Pendant les jours qui suivirent, ayant remarqué l’étrange figure de Karma Dordji avec sa souquenille en peau de mouton et ses cheveux qui touchaient le sol, il l’interpella, lui demandant ce qu’il faisait toujours assis près du foyer. Dordji saisit cette occasion comme une nouvelle faveur des déités qui, enfin, tournaient de nouveau leurs regards vers lui et se présenta avec tous ses titres comprenant sa retraite dans la forêt, le kyilkhor dans la montagne, la crue du torrent, la découverte de l’ermitage, les rayons de lumière qui, partant de ce dernier, s’étaient posés sur sa tête, et termina par l’oubli dans lequel le lama le laissait, en priant le tulkou d’intercéder en sa faveur.
D’après ce qui ressortait du récit que j’ai entendu, le tulkou devait être d’une humeur à peu près semblable à celle de son oncle et peu enclin à dramatiser les choses. Il regarda avec étonnement l’herculéen Karma Dordji et lui demanda ce qu’il souhaitait que le lama lui enseignât.
Trouvant, enfin, quelqu’un qui s’intéressait à lui, l’aspirant sorcier reprit de l’assurance. Il voulait, répondit-il, acquérir des pouvoirs magiques, voler à travers les airs et faire trembler la terre ; mais il se garda soigneusement de mentionner la raison qui lui faisait désirer d’accomplir ces miracles.
Le tulkou s’amusait, sans doute, de plus en plus. Il promit néanmoins de parler à son oncle en faveur du quémandeur. Puis, pendant les deux semaines que se prolongea sa visite, il ne lui accorda plus un regard.
------------------------------------------------------------
→ CONSIGNE: D'après le texte d'étude, que Karma Dordji répond-il vouloir faire lorsque le tulkou lui demande ce qu'il souhaite apprendre du lama ?
------------------------------------------------------------
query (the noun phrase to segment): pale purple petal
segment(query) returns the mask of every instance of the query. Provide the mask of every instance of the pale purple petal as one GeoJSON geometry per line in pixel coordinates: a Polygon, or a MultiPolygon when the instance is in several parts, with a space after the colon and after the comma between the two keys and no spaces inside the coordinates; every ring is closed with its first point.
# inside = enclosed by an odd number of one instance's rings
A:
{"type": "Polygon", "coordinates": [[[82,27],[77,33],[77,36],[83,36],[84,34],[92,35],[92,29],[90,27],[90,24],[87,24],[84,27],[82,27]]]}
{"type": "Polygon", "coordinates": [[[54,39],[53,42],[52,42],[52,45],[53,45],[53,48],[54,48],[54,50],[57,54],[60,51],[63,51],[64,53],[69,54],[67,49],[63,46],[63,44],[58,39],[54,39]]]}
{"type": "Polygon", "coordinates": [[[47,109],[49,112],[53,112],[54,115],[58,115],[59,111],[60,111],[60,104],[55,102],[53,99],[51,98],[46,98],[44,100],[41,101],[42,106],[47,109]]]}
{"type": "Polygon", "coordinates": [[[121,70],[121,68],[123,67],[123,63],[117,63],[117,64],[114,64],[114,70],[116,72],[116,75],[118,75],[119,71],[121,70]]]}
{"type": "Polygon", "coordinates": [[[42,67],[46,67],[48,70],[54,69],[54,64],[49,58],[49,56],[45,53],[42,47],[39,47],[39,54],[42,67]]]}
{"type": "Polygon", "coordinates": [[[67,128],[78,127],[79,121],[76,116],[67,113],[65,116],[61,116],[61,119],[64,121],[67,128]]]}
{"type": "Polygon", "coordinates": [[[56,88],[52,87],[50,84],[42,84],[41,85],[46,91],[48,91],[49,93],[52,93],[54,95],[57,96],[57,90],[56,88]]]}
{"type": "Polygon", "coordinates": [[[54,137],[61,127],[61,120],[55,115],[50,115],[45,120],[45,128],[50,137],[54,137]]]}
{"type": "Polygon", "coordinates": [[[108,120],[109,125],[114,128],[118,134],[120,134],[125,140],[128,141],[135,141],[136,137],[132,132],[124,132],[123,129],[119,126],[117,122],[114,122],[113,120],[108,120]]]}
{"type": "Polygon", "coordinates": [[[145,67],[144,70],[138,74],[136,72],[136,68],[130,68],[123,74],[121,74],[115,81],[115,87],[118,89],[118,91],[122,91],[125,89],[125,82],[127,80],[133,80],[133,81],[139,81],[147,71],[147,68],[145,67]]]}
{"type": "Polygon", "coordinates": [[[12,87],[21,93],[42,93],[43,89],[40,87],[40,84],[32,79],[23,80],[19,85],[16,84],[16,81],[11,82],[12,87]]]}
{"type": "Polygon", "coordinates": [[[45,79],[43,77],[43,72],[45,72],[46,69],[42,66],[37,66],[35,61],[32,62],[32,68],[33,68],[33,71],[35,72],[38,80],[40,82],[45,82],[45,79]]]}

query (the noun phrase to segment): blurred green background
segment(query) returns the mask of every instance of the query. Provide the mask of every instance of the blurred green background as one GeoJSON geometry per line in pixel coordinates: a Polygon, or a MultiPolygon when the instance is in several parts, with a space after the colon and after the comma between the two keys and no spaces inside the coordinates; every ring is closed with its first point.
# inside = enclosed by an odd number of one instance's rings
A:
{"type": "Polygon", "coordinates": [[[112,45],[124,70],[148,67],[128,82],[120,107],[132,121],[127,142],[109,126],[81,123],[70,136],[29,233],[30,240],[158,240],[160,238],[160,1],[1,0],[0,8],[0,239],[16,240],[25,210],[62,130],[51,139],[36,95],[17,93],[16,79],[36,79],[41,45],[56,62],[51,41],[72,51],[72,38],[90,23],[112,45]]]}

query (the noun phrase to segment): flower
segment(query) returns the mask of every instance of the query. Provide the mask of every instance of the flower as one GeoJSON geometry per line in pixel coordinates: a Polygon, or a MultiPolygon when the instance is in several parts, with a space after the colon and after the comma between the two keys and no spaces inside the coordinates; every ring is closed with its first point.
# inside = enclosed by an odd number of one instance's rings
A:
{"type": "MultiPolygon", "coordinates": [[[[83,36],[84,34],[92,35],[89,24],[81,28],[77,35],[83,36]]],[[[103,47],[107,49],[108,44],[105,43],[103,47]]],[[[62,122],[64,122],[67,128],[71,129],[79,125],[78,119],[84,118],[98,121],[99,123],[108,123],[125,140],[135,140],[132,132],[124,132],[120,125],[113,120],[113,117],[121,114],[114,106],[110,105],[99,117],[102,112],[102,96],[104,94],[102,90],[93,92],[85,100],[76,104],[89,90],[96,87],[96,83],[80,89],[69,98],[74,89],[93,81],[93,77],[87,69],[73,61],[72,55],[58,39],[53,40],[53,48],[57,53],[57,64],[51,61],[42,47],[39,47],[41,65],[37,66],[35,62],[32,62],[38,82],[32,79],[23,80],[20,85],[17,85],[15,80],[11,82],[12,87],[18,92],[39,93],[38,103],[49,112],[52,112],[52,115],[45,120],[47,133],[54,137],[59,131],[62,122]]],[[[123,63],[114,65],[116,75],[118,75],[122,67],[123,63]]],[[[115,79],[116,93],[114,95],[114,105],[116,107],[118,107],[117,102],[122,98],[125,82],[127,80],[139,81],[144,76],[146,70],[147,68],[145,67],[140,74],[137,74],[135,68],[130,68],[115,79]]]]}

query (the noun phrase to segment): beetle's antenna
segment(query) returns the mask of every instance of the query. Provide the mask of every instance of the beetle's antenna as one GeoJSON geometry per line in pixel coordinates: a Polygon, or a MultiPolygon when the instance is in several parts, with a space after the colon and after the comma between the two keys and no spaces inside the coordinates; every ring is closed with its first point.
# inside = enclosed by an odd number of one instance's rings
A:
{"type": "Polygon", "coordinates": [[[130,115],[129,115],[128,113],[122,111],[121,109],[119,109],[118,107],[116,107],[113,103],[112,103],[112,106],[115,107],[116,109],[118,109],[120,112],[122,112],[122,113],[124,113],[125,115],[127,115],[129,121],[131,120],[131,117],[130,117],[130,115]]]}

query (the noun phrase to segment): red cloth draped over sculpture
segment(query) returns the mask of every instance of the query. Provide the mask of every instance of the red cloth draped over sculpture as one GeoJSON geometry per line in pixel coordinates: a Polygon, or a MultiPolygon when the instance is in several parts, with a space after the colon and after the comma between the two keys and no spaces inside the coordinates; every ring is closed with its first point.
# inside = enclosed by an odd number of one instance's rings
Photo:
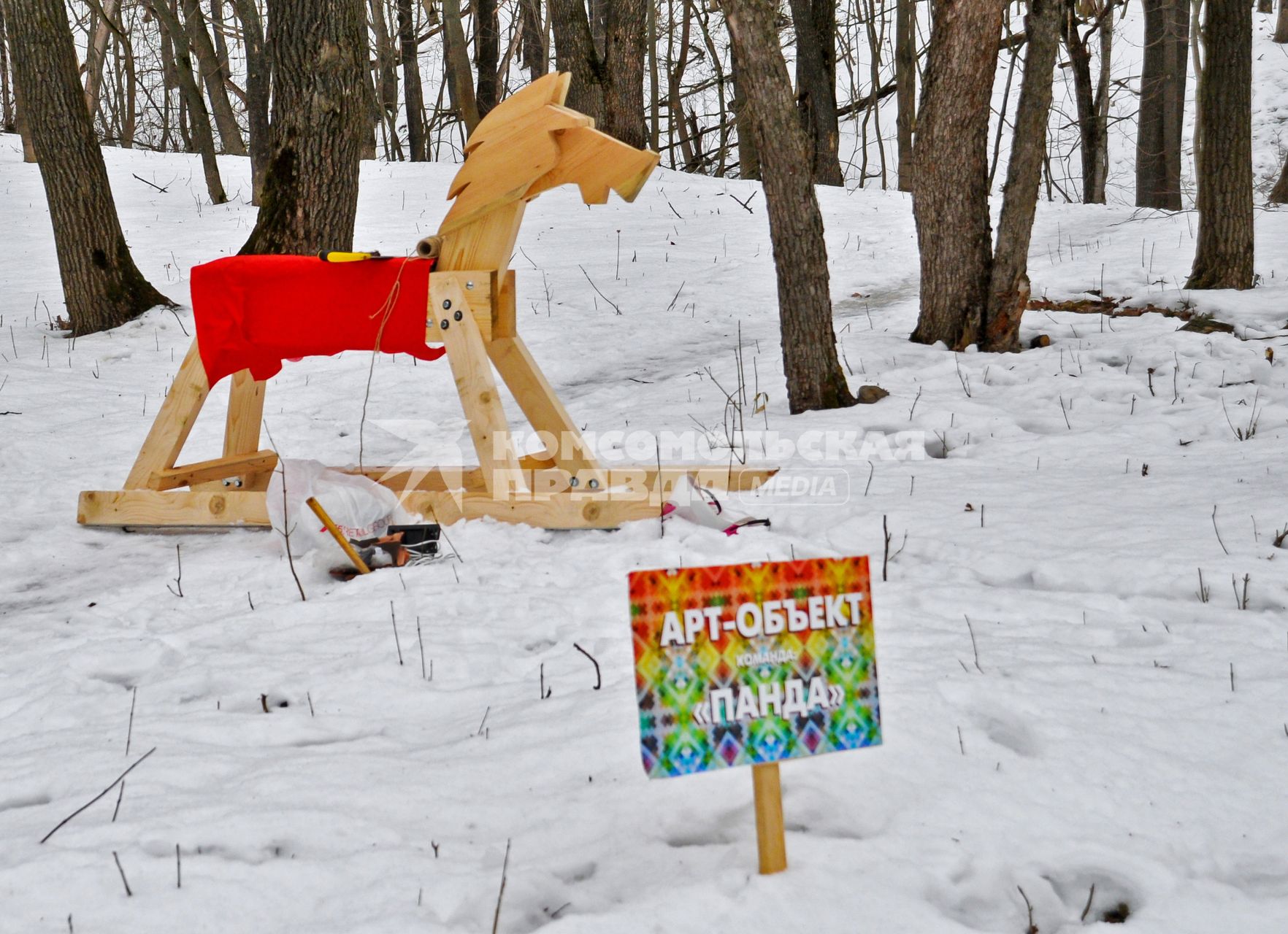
------------------------------------------------------------
→ CORRIGÉ: Acquérir des pouvoirs magiques, voler à travers les airs et faire trembler la terre.